WHAT YOU ARE ASKED TO DO
Continue the passage on Frank Packer's estate and honours, beginning after its final sentence.

DOCUMENT TEXT
His estate was valued for probate in 1975 at $2,393,703.11 which, adjusted for inflation, would account to $23,232,745.54 in 2023. Notable items declared in his estate, were paintings and sketches from some of Australia's most renowned artists, located at the family home, 'Cairnton' at Bellevue Hill was:

Penleigh Boyd:
- "Wattle Tree, signed and dated 1912" (oil on canvas)

Rupert Bunny:
- "Feeding the Ducks, signed"
- "Seated Woman with White Shawl, signed" (oil on canvas)

Sir William Dobell:
- "Sketch of Churchill's Hand giving the 'V' for victory sign, signed"
- "The Artist's Garden at Wangi, signed" (ink on paper)
- "The Artist's Garden and Balcony overlooking the Lake at Wangi, signed"
- "Woman in a Hamburger, signed and dated 1944" (oil on board)
- "Portrait of Helena Rubenstein, signed and dated 1959" (oil on board)
- "Boy in a white Lap Lap, signed and dated 1952" (oil on board)

Sir Russell Drysdale:
- "The Hangar" (watercolour and ink on pencil)
- "Men and Bird - Bass Straight, signed" (oil on canvas)

Robin Hill:
- "Grey Goshawke, signed, titled and dated 1958" (water colour)

John Perceval:
- "Cow bogged in a Swamp, signed and dated 1960"

Albert Tucker:
- "The Card Game, signed and dated 1958" (oil on board)

==Honours==
Frank Packer was appointed a Commander of the Order of the British Empire (CBE) in the King's Birthday Honours of 1951.

He was knighted in the Queen's Birthday Honours of 1959, for services to journalism and the newspaper industry.

Data items
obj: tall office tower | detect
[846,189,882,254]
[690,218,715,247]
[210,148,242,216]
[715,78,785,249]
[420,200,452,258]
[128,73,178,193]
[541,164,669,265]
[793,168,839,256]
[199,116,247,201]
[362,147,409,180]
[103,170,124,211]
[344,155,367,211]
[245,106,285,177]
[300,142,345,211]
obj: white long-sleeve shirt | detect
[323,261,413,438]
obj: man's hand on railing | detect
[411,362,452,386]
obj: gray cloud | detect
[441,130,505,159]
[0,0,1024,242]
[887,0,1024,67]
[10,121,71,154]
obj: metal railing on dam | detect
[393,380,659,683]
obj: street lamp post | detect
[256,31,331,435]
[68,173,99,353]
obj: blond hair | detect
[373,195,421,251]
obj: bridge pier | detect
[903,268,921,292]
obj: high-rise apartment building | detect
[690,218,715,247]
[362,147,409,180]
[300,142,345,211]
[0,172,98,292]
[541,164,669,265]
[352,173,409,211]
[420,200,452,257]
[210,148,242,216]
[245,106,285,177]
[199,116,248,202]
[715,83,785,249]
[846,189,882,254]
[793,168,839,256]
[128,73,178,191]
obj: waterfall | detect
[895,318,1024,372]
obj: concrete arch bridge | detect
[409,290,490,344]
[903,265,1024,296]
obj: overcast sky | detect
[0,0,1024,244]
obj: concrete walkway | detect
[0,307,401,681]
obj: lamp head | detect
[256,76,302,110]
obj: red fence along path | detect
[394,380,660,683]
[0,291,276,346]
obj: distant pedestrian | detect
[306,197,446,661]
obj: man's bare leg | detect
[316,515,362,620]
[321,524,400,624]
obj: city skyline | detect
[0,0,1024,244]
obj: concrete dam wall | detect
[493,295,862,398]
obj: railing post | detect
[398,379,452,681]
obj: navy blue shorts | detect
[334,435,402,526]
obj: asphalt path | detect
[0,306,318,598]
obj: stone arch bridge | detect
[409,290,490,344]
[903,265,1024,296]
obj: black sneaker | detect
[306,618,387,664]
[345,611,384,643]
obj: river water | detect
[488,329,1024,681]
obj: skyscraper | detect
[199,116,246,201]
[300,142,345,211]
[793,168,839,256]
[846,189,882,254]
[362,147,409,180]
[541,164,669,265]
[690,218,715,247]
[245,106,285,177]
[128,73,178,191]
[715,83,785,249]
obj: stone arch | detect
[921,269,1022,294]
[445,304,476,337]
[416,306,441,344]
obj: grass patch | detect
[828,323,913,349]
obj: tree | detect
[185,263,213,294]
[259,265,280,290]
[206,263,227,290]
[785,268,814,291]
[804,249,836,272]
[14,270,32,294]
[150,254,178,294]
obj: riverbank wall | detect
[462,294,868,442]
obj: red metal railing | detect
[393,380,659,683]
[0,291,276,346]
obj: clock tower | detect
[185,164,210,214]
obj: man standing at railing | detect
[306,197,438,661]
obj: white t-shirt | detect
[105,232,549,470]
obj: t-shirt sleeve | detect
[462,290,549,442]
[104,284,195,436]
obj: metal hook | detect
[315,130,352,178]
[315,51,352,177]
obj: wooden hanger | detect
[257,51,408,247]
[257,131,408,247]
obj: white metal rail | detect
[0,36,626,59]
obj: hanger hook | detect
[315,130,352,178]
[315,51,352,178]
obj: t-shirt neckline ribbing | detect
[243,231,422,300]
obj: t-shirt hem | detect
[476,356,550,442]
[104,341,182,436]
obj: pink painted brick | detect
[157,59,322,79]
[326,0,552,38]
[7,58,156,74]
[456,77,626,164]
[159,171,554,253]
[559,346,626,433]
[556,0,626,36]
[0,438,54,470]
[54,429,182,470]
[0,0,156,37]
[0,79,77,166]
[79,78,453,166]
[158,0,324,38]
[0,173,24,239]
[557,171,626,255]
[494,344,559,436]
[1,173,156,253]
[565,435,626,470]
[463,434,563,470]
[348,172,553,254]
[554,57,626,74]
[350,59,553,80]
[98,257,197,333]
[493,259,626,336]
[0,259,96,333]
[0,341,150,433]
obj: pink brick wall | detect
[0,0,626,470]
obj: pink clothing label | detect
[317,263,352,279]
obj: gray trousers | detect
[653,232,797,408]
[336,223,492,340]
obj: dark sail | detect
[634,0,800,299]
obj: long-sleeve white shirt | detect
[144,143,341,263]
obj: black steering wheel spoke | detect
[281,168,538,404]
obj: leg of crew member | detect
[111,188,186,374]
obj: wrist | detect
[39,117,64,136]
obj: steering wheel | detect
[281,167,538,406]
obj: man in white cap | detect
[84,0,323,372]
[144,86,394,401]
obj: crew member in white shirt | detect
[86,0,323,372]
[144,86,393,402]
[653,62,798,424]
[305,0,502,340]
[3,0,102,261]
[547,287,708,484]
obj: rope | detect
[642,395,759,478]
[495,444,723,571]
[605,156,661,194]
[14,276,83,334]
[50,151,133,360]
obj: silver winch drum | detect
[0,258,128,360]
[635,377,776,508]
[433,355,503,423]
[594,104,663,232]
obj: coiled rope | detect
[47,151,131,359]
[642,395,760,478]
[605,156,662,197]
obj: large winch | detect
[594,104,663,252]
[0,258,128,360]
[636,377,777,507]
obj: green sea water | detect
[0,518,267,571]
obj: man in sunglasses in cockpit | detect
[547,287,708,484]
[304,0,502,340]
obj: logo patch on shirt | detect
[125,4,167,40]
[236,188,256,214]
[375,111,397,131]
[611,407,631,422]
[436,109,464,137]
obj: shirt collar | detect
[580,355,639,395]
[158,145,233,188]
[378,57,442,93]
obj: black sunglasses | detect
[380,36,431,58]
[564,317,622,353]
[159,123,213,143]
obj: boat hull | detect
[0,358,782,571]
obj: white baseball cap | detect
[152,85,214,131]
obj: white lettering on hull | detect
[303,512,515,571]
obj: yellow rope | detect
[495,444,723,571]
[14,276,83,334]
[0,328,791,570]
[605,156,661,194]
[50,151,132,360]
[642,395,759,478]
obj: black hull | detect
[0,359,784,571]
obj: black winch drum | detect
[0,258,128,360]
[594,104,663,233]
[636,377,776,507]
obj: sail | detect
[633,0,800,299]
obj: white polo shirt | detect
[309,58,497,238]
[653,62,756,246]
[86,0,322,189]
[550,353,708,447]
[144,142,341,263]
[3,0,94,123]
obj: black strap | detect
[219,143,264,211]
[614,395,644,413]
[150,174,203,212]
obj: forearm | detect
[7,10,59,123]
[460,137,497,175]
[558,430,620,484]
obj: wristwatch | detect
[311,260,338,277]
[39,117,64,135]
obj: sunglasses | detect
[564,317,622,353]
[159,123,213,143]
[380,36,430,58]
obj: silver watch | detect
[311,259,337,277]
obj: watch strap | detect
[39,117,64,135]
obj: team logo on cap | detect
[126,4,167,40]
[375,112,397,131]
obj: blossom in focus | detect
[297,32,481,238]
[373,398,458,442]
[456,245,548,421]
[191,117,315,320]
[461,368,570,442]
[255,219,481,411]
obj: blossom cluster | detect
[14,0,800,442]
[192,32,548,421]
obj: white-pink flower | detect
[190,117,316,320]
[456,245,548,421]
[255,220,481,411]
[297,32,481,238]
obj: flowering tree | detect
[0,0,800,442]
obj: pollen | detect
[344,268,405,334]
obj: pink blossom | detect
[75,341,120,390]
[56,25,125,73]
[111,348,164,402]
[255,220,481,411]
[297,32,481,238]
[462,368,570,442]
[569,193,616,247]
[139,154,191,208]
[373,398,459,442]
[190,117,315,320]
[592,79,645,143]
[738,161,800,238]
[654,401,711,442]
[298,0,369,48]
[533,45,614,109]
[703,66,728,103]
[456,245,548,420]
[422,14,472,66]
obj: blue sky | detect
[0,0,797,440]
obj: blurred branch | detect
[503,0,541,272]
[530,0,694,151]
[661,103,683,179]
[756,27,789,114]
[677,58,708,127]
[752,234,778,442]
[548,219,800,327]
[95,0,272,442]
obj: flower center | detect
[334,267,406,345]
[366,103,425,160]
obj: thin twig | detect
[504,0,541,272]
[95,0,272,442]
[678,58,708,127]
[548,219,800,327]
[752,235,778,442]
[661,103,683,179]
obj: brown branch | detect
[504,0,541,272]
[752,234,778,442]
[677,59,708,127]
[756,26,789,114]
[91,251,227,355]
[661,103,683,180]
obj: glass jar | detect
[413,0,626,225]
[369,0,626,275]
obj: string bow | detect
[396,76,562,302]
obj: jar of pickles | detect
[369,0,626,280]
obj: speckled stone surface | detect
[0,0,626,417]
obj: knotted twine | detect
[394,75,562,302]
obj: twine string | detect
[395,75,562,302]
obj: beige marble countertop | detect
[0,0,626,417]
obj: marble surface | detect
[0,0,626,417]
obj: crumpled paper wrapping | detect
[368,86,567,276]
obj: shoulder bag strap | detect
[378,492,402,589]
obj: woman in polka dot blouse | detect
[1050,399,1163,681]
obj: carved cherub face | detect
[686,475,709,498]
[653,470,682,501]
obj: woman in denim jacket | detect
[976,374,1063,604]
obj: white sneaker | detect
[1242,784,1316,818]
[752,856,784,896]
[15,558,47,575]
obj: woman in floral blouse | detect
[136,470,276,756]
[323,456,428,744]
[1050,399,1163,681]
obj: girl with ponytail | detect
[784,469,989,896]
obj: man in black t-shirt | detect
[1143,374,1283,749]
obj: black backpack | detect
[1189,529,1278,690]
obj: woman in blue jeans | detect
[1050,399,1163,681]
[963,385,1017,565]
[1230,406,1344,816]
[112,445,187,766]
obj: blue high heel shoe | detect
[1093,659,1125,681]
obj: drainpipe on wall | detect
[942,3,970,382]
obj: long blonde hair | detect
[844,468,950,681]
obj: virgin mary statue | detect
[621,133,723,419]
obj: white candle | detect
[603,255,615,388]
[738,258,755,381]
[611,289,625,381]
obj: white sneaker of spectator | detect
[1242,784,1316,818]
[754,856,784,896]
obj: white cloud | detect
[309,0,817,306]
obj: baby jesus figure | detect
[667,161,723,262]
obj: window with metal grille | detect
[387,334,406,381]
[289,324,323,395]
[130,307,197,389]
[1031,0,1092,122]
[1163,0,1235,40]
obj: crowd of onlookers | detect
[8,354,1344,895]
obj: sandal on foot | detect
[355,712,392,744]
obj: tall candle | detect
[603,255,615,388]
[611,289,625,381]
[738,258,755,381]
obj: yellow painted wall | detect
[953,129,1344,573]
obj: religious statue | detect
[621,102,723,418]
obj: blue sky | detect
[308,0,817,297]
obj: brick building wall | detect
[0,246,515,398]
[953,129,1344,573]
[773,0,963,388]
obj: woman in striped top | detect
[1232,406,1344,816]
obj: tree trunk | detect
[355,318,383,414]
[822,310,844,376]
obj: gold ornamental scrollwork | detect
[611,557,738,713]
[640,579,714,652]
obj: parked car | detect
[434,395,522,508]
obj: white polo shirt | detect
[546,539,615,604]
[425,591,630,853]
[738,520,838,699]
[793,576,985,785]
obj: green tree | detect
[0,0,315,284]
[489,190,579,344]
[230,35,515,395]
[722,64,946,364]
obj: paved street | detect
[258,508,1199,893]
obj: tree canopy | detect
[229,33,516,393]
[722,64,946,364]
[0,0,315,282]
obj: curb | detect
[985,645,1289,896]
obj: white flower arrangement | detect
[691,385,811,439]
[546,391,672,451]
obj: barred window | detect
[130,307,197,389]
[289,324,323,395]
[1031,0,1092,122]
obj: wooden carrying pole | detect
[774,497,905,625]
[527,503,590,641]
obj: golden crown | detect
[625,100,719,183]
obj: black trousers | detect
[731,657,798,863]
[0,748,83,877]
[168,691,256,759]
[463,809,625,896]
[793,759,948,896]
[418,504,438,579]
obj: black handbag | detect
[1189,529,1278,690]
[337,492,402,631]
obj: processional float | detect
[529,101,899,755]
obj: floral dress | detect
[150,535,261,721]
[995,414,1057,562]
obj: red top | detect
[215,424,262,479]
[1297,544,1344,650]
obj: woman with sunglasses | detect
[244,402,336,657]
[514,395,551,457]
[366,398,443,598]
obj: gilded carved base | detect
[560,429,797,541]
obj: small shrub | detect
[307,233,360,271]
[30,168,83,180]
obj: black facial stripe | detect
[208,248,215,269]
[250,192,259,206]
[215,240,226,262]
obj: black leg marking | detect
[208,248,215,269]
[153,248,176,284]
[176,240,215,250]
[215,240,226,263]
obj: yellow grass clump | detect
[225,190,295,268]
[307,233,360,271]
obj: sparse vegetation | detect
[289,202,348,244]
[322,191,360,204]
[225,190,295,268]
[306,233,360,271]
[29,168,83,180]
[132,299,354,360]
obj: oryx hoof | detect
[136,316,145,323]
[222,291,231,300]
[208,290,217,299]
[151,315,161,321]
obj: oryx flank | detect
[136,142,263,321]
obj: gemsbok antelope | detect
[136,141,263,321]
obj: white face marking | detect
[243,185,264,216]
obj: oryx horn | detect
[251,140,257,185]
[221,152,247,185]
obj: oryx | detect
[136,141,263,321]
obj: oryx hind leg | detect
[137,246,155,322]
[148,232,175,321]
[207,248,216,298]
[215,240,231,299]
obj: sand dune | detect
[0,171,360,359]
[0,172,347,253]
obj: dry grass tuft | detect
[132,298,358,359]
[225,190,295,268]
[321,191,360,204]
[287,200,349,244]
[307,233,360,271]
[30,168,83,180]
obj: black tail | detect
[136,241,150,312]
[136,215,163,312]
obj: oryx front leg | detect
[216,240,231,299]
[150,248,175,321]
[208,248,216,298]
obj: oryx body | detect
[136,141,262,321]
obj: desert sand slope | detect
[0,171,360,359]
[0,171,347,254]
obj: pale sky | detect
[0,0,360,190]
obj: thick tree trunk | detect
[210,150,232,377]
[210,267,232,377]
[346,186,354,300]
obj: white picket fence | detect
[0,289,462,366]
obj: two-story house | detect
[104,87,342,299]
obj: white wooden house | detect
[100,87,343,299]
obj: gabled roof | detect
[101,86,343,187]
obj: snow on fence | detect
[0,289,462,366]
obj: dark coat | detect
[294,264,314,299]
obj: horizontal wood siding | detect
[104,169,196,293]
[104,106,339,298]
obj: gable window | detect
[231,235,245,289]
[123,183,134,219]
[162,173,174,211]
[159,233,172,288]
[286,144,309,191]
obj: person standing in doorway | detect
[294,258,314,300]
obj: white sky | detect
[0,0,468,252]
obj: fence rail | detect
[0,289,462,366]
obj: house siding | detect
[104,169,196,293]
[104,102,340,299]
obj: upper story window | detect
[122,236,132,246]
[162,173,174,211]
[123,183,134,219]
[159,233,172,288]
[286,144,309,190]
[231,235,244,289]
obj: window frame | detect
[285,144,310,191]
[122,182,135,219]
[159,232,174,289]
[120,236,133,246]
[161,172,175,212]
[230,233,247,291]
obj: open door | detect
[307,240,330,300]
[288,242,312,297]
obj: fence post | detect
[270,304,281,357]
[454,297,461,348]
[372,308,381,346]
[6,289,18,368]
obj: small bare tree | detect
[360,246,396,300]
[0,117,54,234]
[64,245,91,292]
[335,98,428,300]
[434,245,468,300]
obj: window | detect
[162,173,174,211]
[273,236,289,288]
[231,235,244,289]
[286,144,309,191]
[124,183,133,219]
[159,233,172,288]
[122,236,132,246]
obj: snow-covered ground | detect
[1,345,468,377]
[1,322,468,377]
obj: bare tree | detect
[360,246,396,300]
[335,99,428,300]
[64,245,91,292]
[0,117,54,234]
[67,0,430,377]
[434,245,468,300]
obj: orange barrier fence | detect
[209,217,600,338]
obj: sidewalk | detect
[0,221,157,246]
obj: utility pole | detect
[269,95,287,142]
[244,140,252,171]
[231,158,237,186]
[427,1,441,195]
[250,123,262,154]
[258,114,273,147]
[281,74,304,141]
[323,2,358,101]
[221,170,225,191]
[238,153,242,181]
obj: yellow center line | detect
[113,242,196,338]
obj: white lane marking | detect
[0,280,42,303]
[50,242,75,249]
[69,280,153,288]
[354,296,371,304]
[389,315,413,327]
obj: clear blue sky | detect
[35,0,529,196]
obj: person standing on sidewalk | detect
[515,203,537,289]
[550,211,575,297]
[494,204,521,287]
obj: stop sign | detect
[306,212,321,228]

RESPONSE BOX
In the New Year's Honours of 1971 Sir Frank Packer was promoted within the Order of the British Empire to Knight Commander (KBE), for services to Australian and international yachting.

Since 1980 the Frank Packer Plate has been conducted at Randwick Racecourse.

He was inducted into the America's Cup Hall of Fame in 1999.

==Portrayal in media==

In the 1984 television miniseries Bodyline, Packer, as employer of Donald Bradman, released him from a writing contract so he could play in the 1932–1933 Ashes; he was portrayed by Brian McDermott.

In the 1988 television miniseries The True Believers, Packer was portrayed by Australian actor Max Phipps.

In the 2007 television biopic The King about comedian Graham Kennedy, Packer was portrayed by Australian actor Leo Taylor.

In the 2011 television miniseries Paper Giants: The Birth of Cleo, Packer was portrayed by Australian actor Tony Barry.

In the 2013 television miniseries Power Games: The Packer-Murdoch War, Packer was played by Australian actor Lachy Hulme, who had previously portrayed Kerry Packer in Howzat! Kerry Packer's War the previous year.